# TASK INSTRUCTIONS
Select every line of the data below that contains the word "paddleboard", treating uppercase and lowercase letters as distinct.

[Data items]

☆ ☆ ☆ ☆

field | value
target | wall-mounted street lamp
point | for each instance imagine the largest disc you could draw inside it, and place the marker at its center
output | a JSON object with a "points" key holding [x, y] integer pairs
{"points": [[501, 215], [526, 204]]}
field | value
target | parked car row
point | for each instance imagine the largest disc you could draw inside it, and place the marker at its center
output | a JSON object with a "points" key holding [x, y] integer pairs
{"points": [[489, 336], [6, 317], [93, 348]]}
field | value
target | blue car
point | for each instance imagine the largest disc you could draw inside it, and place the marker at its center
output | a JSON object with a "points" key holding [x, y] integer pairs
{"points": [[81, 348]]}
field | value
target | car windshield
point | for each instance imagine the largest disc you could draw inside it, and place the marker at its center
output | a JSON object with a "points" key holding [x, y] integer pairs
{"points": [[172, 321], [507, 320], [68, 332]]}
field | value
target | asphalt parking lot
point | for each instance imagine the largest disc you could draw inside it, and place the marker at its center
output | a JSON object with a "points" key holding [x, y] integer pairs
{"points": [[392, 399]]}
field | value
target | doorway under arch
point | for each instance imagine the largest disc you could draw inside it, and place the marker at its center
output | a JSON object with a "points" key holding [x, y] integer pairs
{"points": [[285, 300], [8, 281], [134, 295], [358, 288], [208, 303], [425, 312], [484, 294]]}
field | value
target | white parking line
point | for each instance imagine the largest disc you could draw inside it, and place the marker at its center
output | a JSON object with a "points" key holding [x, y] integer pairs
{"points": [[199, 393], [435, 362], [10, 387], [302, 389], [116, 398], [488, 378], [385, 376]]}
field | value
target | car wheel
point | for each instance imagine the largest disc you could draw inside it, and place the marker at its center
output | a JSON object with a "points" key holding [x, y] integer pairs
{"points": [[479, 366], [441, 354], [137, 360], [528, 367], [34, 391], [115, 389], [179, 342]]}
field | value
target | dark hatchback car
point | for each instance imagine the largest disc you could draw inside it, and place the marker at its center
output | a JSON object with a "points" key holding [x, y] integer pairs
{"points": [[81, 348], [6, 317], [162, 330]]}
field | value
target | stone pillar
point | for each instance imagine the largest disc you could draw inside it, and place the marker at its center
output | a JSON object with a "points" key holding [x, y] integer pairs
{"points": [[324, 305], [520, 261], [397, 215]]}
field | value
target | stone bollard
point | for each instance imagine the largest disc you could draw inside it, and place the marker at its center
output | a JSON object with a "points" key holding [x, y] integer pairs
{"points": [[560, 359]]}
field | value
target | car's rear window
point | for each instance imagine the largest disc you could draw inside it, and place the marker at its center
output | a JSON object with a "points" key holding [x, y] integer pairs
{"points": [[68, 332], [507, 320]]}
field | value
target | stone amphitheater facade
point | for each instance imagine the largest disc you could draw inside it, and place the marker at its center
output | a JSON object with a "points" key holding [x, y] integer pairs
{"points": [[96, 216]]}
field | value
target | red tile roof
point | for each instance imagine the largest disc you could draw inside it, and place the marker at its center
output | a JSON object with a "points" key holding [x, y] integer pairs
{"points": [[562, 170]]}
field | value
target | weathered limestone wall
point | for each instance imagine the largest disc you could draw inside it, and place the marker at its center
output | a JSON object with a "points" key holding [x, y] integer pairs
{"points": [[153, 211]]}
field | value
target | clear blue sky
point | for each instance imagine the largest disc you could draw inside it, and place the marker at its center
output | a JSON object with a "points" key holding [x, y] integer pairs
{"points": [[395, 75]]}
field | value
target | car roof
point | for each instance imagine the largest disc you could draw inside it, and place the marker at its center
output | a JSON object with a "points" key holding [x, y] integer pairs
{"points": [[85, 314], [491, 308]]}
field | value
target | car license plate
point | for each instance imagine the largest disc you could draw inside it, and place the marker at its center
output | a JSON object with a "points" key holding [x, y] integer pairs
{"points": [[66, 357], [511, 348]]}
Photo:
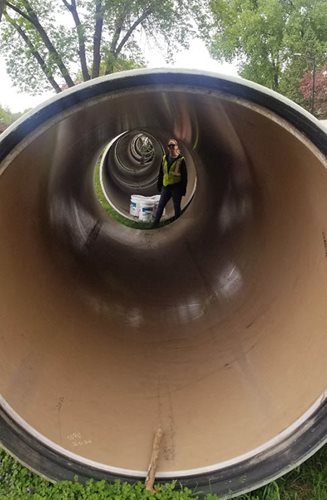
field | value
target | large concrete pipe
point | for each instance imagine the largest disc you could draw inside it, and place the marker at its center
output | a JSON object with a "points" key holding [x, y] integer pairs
{"points": [[213, 327]]}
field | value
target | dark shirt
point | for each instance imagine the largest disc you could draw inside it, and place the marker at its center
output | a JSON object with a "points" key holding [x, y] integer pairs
{"points": [[183, 182]]}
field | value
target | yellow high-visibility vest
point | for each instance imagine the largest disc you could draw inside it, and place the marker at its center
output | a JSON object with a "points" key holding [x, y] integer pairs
{"points": [[173, 176]]}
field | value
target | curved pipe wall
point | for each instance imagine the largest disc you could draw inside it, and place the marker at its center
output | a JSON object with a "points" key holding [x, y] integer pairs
{"points": [[213, 327]]}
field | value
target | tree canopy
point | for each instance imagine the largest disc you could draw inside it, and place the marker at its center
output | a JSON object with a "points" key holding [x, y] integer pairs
{"points": [[58, 43], [273, 41]]}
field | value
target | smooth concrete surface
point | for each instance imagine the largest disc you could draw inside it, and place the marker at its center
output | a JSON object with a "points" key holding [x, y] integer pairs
{"points": [[213, 327]]}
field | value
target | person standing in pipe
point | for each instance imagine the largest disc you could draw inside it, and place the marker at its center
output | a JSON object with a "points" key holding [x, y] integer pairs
{"points": [[172, 180]]}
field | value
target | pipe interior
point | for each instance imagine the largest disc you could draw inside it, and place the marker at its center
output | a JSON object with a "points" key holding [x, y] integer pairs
{"points": [[213, 327]]}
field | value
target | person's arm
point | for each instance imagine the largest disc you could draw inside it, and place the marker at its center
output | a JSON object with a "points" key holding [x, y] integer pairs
{"points": [[183, 177], [160, 178]]}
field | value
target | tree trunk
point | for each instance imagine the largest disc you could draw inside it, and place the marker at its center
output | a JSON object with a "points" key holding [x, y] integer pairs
{"points": [[35, 54], [2, 6], [33, 19], [97, 38], [81, 40]]}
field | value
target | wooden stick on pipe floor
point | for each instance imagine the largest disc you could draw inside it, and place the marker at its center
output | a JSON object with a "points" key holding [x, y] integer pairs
{"points": [[150, 477]]}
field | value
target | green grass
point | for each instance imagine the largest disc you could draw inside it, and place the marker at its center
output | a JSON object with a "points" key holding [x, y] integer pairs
{"points": [[307, 482], [111, 212]]}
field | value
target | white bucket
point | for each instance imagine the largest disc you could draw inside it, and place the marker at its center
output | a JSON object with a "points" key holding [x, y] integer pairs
{"points": [[146, 209], [134, 207]]}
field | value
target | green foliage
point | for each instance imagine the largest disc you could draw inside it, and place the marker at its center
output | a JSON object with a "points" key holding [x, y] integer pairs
{"points": [[273, 41], [308, 482], [7, 117], [56, 44], [18, 483], [111, 212]]}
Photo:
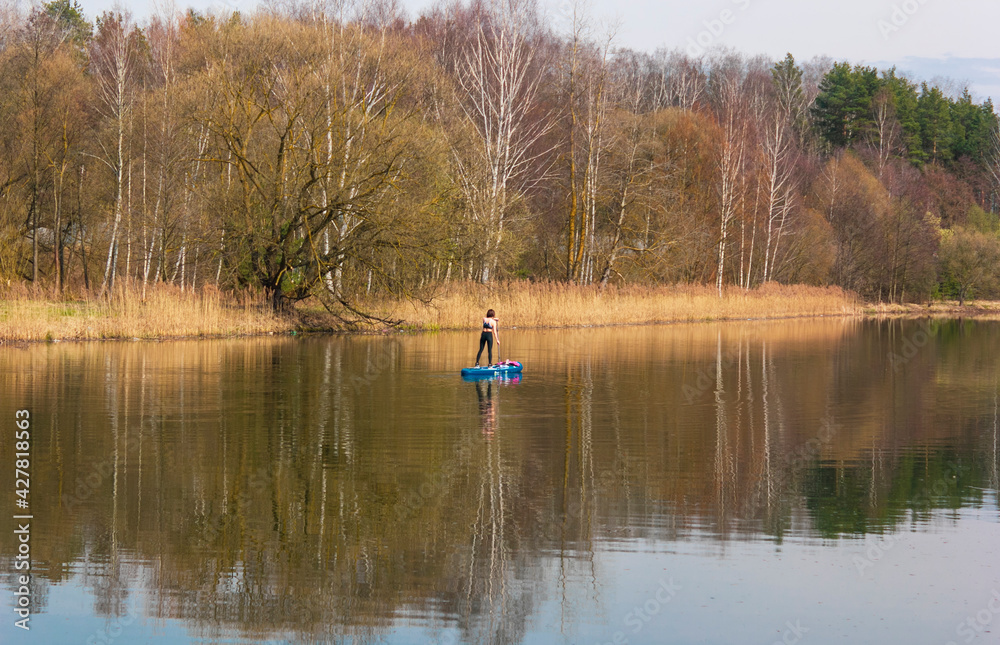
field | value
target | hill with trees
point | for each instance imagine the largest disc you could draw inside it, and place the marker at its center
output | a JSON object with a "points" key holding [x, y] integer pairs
{"points": [[316, 151]]}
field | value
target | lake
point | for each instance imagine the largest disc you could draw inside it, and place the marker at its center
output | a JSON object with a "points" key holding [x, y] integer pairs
{"points": [[802, 481]]}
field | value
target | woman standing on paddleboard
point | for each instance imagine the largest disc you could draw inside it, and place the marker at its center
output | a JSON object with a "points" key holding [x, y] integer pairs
{"points": [[488, 336]]}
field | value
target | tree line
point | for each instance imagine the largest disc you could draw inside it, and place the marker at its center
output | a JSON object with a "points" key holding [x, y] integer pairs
{"points": [[342, 151]]}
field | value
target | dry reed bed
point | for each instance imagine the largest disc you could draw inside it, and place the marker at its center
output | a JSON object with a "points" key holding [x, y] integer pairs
{"points": [[166, 312], [558, 305]]}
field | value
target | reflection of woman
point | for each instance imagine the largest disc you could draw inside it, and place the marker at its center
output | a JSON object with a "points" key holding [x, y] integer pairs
{"points": [[487, 410], [488, 336]]}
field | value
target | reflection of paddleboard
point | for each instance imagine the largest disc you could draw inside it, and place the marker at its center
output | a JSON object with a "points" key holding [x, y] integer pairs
{"points": [[500, 369]]}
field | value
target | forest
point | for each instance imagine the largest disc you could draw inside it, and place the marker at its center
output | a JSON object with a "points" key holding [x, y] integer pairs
{"points": [[344, 151]]}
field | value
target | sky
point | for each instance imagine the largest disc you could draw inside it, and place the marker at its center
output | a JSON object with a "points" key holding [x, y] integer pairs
{"points": [[924, 39]]}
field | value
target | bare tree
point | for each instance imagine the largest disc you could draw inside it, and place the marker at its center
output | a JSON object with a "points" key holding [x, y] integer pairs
{"points": [[498, 88], [115, 53], [733, 113]]}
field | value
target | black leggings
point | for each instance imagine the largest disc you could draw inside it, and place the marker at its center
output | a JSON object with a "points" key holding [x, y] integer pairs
{"points": [[485, 340]]}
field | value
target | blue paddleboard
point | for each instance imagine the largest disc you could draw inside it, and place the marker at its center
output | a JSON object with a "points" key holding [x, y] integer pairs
{"points": [[500, 369]]}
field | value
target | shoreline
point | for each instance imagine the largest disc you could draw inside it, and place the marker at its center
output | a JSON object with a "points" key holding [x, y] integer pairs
{"points": [[170, 315]]}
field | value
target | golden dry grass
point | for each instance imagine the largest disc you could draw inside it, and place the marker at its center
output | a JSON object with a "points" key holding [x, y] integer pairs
{"points": [[523, 304], [166, 313]]}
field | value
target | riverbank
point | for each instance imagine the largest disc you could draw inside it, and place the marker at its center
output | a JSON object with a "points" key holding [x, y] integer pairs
{"points": [[167, 312], [523, 304]]}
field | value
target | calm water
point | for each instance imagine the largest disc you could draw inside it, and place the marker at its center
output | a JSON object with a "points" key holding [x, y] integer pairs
{"points": [[815, 482]]}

☆ ☆ ☆ ☆

# TASK ANSWER
target | woman standing on paddleboard
target | reflection of paddleboard
target | blue paddleboard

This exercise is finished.